> Seitenauszug:

Ein Zeitgeisthändler

von Dirk Pilz

11. Juli 2016. Auf dem Tisch liegt ein schmales Bändchen, mintgrün, pappgebunden. Es ward von einem Theaterkritiker verfasst, den das Rentenalter aus dem Amt vertrieb. Ein in den informierten Kreisen sattsam bekannter Mann, der stets vorgab, einer "radikalen Subjektivität" zu folgen und Kritik als "Kunst der Autonomie" zu betreiben, was allerdings zumeist darauf hinauslief, das private Meinen schon als subjektives Urteil und das ungeschützte Vorurteil bereits als Ausdruck von Autonomie zu nehmen. Im Grunde eine tragische Figur, die das Gefängnis des Geschmäcklerischen kaum je zu verlassen vermochte.

stadelmaier 180 theater coverGerhard Stadelmaier, machthabender Theaterkritiker der FAZ von 1989 bis 2015, hat deshalb selten über Theater geschrieben, meist über sich und seine Theatervorlieben, auch seine Wünsche, Träume, Hoffnungen. Das machte ihn zum Gegenstand der Furcht wie des Mitleids – seine Kritiken haben mich immer amüsiert und abgestoßen gleichermaßen.

> Einträge:
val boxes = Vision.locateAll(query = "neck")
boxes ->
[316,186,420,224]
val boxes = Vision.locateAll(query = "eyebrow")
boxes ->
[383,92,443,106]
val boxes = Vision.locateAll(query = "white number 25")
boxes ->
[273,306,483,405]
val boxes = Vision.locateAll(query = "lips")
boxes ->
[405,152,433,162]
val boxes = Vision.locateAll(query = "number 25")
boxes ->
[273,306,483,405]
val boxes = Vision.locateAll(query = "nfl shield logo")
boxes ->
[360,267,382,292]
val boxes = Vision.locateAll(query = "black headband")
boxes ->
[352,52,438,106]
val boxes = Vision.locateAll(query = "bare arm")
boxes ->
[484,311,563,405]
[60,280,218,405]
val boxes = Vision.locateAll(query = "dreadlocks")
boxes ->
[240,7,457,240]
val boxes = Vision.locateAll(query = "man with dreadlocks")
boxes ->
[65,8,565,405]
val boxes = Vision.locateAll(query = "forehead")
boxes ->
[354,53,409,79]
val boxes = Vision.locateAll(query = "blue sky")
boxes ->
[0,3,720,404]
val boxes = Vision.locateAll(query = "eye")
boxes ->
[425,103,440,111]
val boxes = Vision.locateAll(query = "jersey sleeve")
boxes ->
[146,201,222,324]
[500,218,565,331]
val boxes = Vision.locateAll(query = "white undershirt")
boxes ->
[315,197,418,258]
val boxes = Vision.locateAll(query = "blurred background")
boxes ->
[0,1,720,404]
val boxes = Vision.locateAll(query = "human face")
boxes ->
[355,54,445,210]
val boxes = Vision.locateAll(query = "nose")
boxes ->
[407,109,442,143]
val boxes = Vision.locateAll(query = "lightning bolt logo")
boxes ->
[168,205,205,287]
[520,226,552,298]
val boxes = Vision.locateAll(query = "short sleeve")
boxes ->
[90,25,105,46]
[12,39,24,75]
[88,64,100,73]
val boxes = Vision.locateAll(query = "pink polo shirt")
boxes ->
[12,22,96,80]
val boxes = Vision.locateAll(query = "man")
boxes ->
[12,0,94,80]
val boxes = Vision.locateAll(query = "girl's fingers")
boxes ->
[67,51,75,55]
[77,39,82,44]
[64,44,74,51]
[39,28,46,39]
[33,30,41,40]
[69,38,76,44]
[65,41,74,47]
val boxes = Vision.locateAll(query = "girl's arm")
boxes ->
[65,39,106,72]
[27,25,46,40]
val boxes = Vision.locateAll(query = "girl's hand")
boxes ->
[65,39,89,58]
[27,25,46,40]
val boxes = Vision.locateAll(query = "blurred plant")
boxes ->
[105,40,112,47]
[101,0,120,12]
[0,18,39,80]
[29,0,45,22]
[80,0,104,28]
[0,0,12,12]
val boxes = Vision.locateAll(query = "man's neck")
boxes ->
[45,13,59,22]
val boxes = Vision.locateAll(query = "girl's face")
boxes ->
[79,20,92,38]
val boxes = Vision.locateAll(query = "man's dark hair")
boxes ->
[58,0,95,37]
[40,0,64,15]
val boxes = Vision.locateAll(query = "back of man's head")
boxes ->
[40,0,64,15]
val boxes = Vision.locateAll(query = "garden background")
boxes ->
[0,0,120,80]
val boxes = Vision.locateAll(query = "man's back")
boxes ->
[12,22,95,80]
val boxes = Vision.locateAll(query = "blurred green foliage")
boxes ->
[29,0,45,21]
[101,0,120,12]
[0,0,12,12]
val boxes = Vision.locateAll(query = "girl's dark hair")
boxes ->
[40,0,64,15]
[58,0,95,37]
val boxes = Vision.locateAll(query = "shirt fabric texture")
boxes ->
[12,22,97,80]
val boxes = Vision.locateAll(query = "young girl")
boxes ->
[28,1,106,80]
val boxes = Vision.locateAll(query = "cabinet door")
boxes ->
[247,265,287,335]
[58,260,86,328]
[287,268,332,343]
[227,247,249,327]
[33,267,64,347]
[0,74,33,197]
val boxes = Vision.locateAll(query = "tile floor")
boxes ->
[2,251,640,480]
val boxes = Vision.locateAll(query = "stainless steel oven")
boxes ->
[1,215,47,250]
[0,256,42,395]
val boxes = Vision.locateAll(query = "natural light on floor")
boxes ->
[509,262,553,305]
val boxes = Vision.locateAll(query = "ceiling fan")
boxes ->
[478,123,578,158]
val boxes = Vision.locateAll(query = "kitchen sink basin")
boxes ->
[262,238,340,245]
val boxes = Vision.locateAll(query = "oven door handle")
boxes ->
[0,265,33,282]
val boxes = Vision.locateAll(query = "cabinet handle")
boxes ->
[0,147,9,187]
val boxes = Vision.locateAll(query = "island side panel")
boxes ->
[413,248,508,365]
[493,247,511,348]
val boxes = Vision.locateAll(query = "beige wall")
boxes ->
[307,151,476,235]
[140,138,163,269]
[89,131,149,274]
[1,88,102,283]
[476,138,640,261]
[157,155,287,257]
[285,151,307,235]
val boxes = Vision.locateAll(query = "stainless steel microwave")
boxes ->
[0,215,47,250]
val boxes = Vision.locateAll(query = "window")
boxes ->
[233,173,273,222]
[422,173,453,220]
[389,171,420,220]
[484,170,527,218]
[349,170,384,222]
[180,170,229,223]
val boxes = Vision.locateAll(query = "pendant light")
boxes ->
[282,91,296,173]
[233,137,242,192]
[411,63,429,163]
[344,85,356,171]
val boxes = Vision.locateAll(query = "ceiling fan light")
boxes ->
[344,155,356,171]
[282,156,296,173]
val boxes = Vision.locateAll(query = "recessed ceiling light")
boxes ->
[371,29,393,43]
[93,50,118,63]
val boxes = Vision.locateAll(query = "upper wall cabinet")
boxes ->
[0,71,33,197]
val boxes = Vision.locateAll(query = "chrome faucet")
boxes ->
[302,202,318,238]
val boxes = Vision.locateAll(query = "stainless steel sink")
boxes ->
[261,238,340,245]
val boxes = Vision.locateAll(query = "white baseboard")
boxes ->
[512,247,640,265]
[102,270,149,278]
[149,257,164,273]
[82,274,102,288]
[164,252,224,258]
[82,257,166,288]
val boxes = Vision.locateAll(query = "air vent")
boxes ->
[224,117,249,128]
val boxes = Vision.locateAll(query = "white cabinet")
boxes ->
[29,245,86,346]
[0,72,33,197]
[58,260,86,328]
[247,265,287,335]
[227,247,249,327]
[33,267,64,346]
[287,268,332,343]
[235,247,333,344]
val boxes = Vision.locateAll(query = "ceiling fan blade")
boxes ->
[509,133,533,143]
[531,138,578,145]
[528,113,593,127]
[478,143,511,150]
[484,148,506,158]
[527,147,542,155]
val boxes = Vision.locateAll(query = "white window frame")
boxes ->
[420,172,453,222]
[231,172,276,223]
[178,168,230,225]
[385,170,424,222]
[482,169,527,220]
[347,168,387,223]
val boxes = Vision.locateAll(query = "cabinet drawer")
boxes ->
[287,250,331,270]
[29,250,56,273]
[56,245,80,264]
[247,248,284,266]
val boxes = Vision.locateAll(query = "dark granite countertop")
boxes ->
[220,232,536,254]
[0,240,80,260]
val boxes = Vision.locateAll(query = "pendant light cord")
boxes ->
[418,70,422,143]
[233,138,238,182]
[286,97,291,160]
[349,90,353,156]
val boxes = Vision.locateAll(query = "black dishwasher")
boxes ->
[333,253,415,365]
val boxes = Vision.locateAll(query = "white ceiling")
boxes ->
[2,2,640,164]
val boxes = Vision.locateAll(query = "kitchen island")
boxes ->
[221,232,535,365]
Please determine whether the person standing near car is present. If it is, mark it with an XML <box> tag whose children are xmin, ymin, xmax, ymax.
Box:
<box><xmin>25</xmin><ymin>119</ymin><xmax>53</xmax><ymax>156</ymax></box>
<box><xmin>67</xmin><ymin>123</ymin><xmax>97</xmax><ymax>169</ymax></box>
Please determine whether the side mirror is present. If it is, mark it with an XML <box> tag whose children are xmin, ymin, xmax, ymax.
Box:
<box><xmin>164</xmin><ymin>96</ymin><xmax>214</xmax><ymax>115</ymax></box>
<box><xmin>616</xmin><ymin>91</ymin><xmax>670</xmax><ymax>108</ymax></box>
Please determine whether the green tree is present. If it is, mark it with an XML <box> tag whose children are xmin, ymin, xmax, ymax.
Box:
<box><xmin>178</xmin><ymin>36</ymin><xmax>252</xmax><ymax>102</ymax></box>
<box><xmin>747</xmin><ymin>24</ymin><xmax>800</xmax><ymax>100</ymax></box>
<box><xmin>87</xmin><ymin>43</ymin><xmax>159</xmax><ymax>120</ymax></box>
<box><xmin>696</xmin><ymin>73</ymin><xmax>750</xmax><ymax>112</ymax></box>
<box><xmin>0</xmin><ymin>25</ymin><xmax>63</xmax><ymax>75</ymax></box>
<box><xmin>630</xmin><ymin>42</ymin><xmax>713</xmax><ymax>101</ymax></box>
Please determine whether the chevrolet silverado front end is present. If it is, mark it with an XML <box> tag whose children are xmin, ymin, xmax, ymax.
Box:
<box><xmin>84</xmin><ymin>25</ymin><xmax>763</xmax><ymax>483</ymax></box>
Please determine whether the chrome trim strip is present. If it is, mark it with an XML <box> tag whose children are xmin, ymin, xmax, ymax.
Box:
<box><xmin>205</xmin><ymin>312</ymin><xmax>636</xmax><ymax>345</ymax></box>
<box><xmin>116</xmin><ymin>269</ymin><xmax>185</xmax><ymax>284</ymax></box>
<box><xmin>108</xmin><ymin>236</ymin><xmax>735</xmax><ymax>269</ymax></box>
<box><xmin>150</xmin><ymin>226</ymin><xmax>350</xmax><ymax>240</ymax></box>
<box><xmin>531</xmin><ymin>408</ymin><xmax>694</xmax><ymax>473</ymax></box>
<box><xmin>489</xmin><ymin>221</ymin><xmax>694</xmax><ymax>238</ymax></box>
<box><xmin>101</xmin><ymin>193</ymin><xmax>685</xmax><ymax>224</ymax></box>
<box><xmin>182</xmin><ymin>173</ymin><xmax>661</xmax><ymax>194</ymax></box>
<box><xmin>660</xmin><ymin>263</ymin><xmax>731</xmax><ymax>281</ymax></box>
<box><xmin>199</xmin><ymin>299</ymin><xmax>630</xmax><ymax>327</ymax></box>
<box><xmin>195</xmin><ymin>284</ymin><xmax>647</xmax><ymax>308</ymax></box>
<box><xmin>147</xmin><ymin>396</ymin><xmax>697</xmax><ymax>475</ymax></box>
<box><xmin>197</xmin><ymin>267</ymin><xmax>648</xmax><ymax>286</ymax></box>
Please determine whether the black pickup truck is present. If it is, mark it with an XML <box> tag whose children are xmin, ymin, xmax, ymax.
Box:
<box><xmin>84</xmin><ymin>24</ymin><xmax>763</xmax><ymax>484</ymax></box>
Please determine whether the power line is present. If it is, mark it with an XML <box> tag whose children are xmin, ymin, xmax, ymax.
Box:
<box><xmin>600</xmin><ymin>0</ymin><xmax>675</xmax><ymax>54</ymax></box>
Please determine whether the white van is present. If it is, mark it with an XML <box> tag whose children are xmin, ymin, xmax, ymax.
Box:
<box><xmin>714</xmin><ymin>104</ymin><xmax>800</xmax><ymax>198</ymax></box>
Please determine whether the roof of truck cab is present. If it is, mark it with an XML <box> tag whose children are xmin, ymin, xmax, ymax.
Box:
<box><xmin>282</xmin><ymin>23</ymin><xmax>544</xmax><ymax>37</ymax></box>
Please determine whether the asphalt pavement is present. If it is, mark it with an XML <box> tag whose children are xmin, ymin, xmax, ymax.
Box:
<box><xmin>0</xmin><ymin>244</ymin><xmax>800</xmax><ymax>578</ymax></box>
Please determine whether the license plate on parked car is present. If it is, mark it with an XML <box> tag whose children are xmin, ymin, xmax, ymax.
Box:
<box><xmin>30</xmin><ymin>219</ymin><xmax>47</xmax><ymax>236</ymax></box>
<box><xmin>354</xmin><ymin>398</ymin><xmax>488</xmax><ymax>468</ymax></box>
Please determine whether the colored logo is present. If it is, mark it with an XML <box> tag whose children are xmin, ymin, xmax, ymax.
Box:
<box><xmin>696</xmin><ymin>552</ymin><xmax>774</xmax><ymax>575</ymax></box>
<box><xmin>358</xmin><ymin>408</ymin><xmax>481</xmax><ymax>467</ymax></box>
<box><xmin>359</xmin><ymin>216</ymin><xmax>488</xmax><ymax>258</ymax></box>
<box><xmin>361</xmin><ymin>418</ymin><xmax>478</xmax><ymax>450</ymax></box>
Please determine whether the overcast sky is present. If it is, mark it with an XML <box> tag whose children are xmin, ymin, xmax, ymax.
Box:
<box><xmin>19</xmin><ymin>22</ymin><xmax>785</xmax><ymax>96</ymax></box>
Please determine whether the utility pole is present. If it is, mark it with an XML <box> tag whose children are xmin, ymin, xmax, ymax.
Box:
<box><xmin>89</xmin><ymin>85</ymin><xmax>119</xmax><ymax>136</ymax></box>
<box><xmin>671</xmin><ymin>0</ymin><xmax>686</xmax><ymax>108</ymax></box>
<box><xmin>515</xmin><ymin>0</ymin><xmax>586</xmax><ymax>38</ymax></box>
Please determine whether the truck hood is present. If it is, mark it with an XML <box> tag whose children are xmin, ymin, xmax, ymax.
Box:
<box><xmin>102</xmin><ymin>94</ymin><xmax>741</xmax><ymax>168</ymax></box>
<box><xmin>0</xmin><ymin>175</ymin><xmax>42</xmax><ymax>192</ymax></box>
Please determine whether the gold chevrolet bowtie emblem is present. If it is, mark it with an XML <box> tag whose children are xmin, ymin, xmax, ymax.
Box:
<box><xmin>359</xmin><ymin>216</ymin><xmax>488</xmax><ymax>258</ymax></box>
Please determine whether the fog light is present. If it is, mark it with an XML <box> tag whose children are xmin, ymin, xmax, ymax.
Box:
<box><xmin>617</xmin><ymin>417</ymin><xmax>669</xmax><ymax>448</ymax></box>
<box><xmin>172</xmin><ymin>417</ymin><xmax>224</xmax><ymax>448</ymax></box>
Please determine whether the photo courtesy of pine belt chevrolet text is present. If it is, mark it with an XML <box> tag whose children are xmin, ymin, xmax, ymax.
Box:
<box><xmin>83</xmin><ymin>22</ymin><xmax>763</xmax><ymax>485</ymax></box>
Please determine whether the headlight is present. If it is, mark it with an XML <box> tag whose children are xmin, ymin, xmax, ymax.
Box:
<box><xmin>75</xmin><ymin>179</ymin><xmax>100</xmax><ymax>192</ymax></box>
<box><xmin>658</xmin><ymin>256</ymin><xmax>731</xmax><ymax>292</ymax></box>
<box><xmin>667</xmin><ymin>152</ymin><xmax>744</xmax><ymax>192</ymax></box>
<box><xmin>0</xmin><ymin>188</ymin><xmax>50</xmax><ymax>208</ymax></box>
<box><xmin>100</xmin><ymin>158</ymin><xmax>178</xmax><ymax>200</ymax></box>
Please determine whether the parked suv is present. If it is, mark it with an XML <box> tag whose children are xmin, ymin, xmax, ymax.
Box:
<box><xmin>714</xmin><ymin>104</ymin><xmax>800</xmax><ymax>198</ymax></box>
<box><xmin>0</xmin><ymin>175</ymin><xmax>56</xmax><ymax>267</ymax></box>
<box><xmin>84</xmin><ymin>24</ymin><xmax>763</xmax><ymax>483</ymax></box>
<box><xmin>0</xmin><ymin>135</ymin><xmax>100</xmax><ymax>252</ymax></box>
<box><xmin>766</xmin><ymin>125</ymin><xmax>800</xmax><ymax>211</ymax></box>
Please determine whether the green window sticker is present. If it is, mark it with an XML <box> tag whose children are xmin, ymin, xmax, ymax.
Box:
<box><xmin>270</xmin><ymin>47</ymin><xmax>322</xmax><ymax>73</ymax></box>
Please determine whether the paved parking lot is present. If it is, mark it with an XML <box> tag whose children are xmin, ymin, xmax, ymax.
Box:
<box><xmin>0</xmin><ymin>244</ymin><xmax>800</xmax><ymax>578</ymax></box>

> Aufgabe:
Setze den Text über den Theaterkritiker Gerhard Stadelmaier im Anschluss an seinen letzten Satz fort.

> Übungsergebnis:
Reine Willkür

Aber lassen wir beiseite, was sie zumeist prägte, die Eitelkeit, der Dünkel, die Rechthaberei und Rachsucht. Schauen wir, was er schreibt. Der Band heißt "Regisseurstheater", er versammelt zwölf kürzere Essays aus dem näheren und weiteren Umfeld des Theaters und Feuilletonismus. Das erste Wort lautet "Zeitgeist", es ist der Leitbegriff aller hier versammelten Texte. Zeitgeist sei, sagt Stadelmaier, "reine Willkür wie reine Flüchtigkeit".

Was unter einer unreinen Willkür und unreinen Flüchtigkeit vorzustellen ist, sagt er leider nicht. Stattdessen stellt er sich ihn, den Zeitgeist, als Schauspieler vor. Wie dieser trage er Masken und sei durch die Angst geprägt, "von gestern zu sein". Schauspieler seien demnach "Zeitgeisthändler", vorzustellen als "Dealer des Augenblicks", das jedoch in Abhängigkeit davon, "wer gerade Regie führt": Dem Zeitgeist gerate, was gegenwärtig ist, zum Fetisch. Der Zeitgeistspieler sei demnach einzig mit dem "Auskotzen der Gegenwart" beschäftigt.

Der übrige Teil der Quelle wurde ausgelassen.